** BEGIN DATA SUPPLIED **

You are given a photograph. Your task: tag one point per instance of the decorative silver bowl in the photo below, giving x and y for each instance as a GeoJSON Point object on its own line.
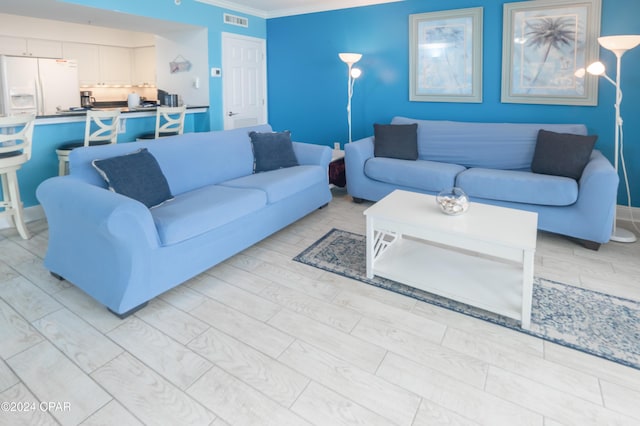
{"type": "Point", "coordinates": [452, 201]}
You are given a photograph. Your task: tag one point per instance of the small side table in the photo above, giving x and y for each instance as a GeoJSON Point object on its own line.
{"type": "Point", "coordinates": [337, 176]}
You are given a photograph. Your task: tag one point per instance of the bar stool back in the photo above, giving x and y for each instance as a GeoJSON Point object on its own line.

** END DATA SUPPLIED **

(WHAT THE TASK ASKS) Print every line of the material above verbatim, leaving out the pictures.

(OUTPUT FOR THIS EXERCISE)
You are given a photograph. Your task: tag one point per instance of the decorative silver bowl in the photo below, giving x and y for each instance as a GeoJSON Point object on its own line.
{"type": "Point", "coordinates": [452, 201]}
You are given a photograph. Your task: tag one point per instance of the small side table in the photo above, giving x and y for each instance as a GeoJSON Point object on its own line.
{"type": "Point", "coordinates": [337, 176]}
You are given a photograph. Your task: tag one point per instance of the bar stool back in the photo above, giving x and y for each instance as a GeoJSON Point object on its own line.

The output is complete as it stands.